» **Material for this exercise**:
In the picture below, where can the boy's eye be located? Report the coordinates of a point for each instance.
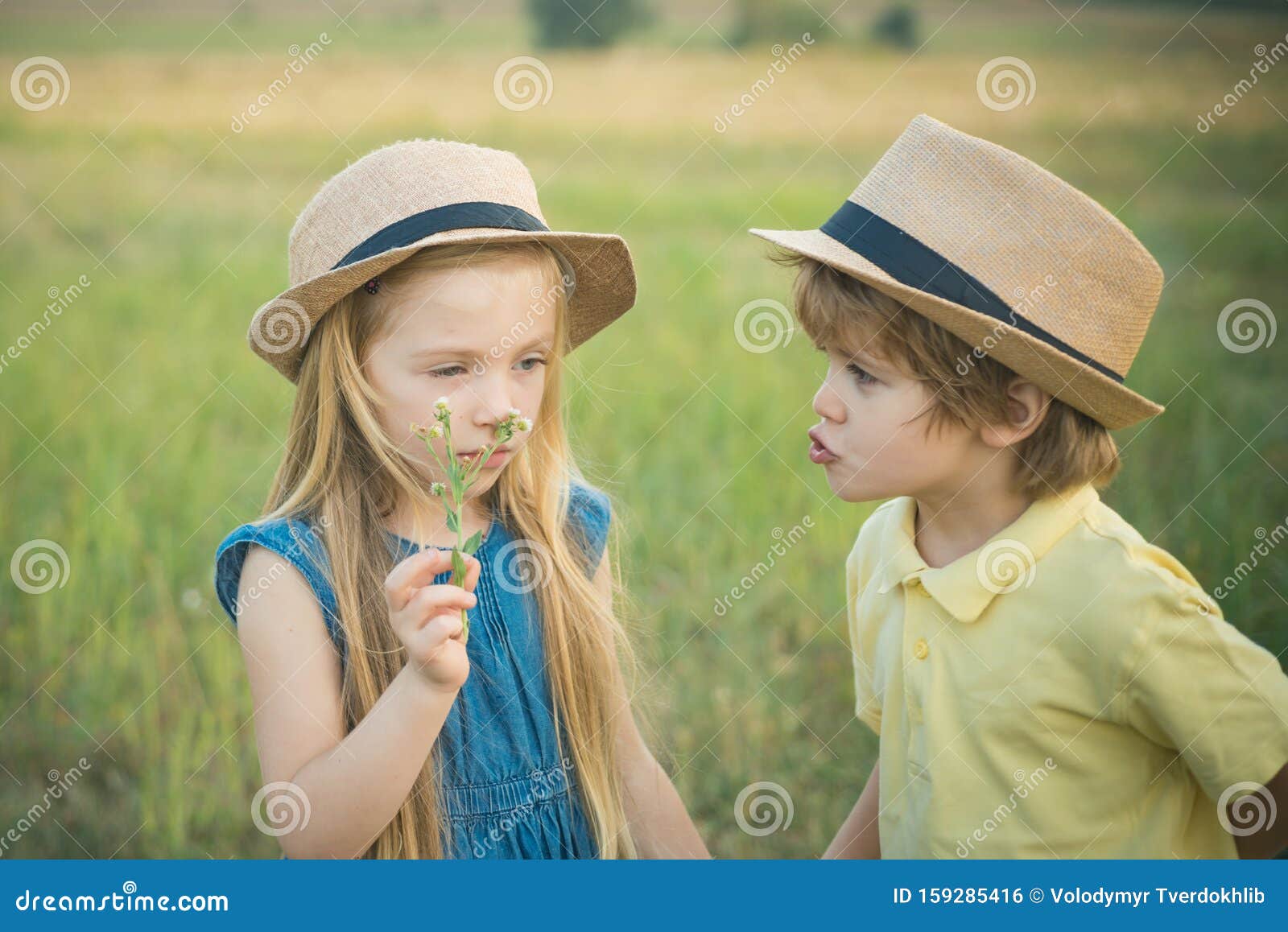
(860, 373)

* * *

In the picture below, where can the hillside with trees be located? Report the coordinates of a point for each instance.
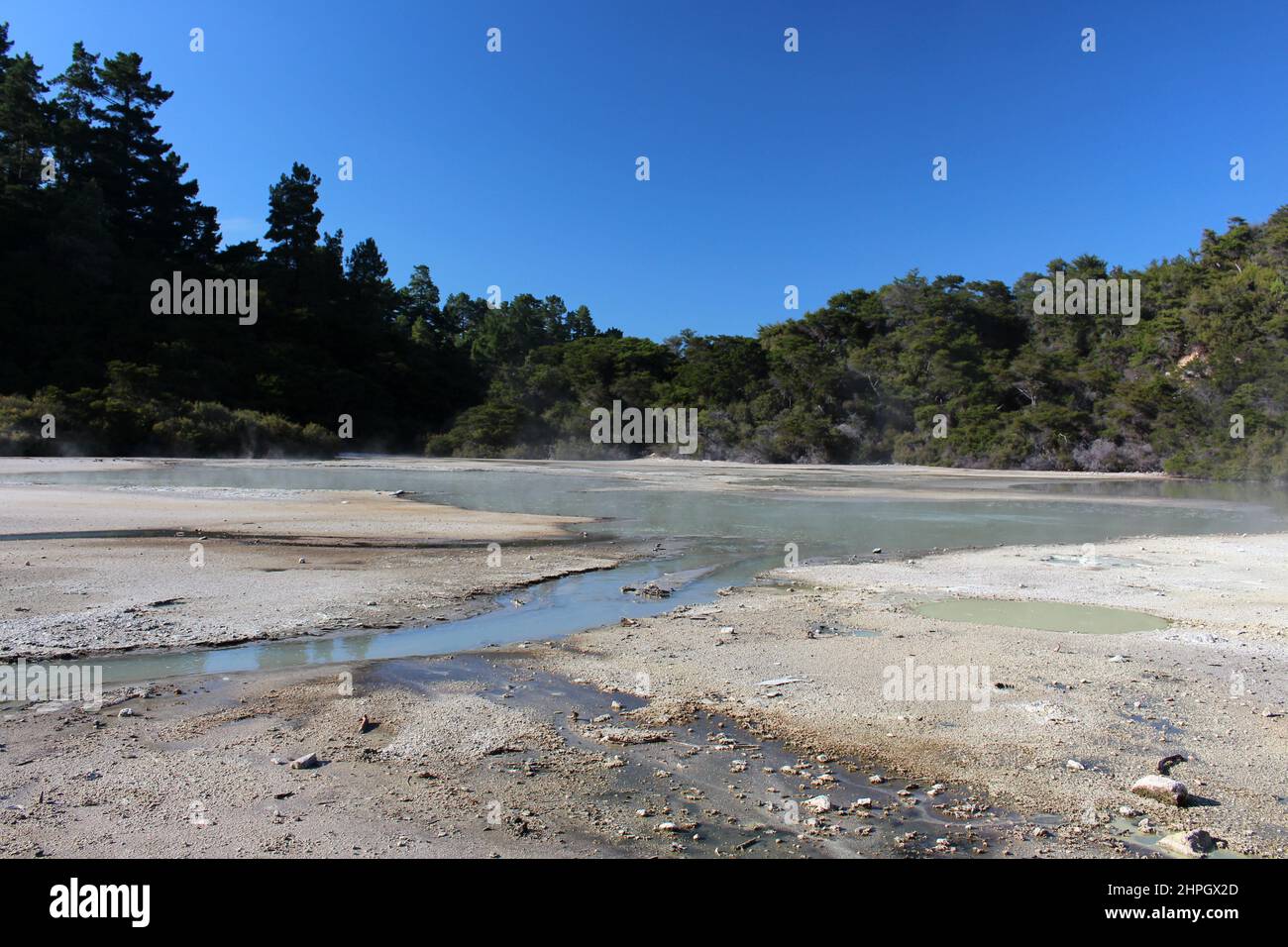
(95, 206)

==

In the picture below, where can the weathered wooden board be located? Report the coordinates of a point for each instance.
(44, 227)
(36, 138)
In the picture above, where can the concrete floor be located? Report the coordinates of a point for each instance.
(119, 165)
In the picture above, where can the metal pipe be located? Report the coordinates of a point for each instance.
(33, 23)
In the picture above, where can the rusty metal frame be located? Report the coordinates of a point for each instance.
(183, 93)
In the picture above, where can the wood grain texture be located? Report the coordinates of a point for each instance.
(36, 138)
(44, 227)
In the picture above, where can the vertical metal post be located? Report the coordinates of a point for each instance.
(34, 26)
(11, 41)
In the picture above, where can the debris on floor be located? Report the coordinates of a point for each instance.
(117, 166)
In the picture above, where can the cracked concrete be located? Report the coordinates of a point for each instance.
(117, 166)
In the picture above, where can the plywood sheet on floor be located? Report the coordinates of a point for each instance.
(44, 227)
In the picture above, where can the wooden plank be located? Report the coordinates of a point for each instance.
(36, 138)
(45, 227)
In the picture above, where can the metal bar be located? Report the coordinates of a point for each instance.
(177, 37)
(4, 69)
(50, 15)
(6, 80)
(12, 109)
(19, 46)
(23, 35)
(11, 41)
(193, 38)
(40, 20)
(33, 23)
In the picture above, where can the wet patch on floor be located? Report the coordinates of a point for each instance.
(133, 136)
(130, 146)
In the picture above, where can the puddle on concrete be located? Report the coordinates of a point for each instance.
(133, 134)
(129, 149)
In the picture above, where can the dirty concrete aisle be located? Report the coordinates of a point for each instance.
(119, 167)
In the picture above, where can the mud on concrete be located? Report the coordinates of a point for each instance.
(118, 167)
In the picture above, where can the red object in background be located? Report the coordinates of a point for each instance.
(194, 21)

» **Exercise requirements**: How many lines in the entries above contain the word "concrete"? Give only the number.

» **The solution**: 5